◆ Problem statement:
Reproduce the passage of the court opinion below, starting at "373 F.3d 248" and ending at "May 7, 2004.".

--- Passage given ---

373 F.3d 248
Valentine HOROSHKO and Roger Horoshko, Plaintiffs-Appellants,
CITIBANK, N.A., Trustee-Appellee,
Chase Manhattan Mortgage Corporation, Charles G. Stiene, David Goldstein, Joan Marie Durante, Supreme Court of the State of New York, Michael Armstrong, Superintendent of Banking of New York State, Defendants-Appellees.
Docket No. 03-7388.
United States Court of Appeals, Second Circuit.
Argued: May 7, 2004.
Decided: July 1, 2004.
Valentine Horoshko, pro se, North Miami, FL, for Plaintiffs-Appellants.
M. John Pittoni, Garden City, NJ, for Defendants-Appellees Citibank, N.A., Trustee, and Chase Manhattan Mortgage Corp.
Robert D. Aronin, Mineola, NY, for Defendant-Appellee Charles G. Steine.
Before: OAKES, B.D. PARKER, Circuit Judges, KORMAN,* District Judge.
Plaintiffs-Appellants Valentine Horoshko and Roger Horoshko appeal from a judgment of the United States District Court for the Eastern District of New York (Sterling Johnson, Jr., Judge) dismissing as frivolous their complaint, which asserted claims under the Racketeer Influenced and Corrupt Organizations (RICO) Act, 18 U.S.C. ?? 1961-1968, and the Civil Rights Act, 42 U.S.C. ? 1985, against Citibank, N.A., Chase Manhattan Mortgage Corporation, and others. The Horoshkos are defendants in a separate foreclosure action brought by Citibank in the Supreme Court of the State of New York, County of Queens. Following an unsuccessful effort to have the foreclosure action permanently removed to the United States District Court for the Eastern District of New York, the Horoshkos filed the complaint underlying this appeal, alleging that Appellees are part of a RICO enterprise that harassed and intimidated individuals who do not perform on mortgages held by Citibank and Chase. The District Court found the Horoshkos’ substantive claims to be “[f]rivolous or [m]alicious,” Horoshko v. Citibank, N.A., No. 02-CV-6089 (SJ), slip op. at 2 (E.D.N.Y. Mar. 3, 2003), and their claim of diversity jurisdiction to be “frivolous” as well, id. at 6. The Court consequently dismissed the complaint, and noted that “any appeal from this Order would not be taken in good faith.” Id.

--- Data shown ---

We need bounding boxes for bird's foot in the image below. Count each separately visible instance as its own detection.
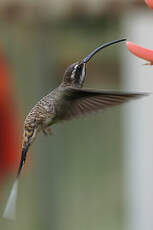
[42,128,53,136]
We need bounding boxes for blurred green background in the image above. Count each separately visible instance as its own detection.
[0,0,146,230]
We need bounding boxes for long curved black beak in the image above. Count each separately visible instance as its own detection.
[82,38,126,63]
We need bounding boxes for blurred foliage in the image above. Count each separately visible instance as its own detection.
[0,8,124,230]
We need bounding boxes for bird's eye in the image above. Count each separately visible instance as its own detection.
[77,65,82,71]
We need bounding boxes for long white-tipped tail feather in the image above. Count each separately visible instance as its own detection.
[3,178,19,220]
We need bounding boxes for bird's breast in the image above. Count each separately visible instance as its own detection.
[43,114,55,127]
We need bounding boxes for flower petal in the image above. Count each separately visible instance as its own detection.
[126,41,153,64]
[145,0,153,9]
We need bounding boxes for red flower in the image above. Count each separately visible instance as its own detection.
[126,41,153,65]
[0,49,21,182]
[145,0,153,9]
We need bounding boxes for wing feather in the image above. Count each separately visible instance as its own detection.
[58,87,147,120]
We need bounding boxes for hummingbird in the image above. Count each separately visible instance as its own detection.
[4,39,144,218]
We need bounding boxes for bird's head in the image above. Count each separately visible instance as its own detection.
[62,39,126,88]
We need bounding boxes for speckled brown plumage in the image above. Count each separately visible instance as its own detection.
[17,39,147,176]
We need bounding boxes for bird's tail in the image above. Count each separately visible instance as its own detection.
[3,127,37,220]
[3,144,29,220]
[3,178,19,220]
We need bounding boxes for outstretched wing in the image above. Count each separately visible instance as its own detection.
[58,87,147,120]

---

◆ The output:
373 F.3d 248
Valentine HOROSHKO and Roger Horoshko, Plaintiffs-Appellants,
CITIBANK, N.A., Trustee-Appellee,
Chase Manhattan Mortgage Corporation, Charles G. Stiene, David Goldstein, Joan Marie Durante, Supreme Court of the State of New York, Michael Armstrong, Superintendent of Banking of New York State, Defendants-Appellees.
Docket No. 03-7388.
United States Court of Appeals, Second Circuit.
Argued: May 7, 2004.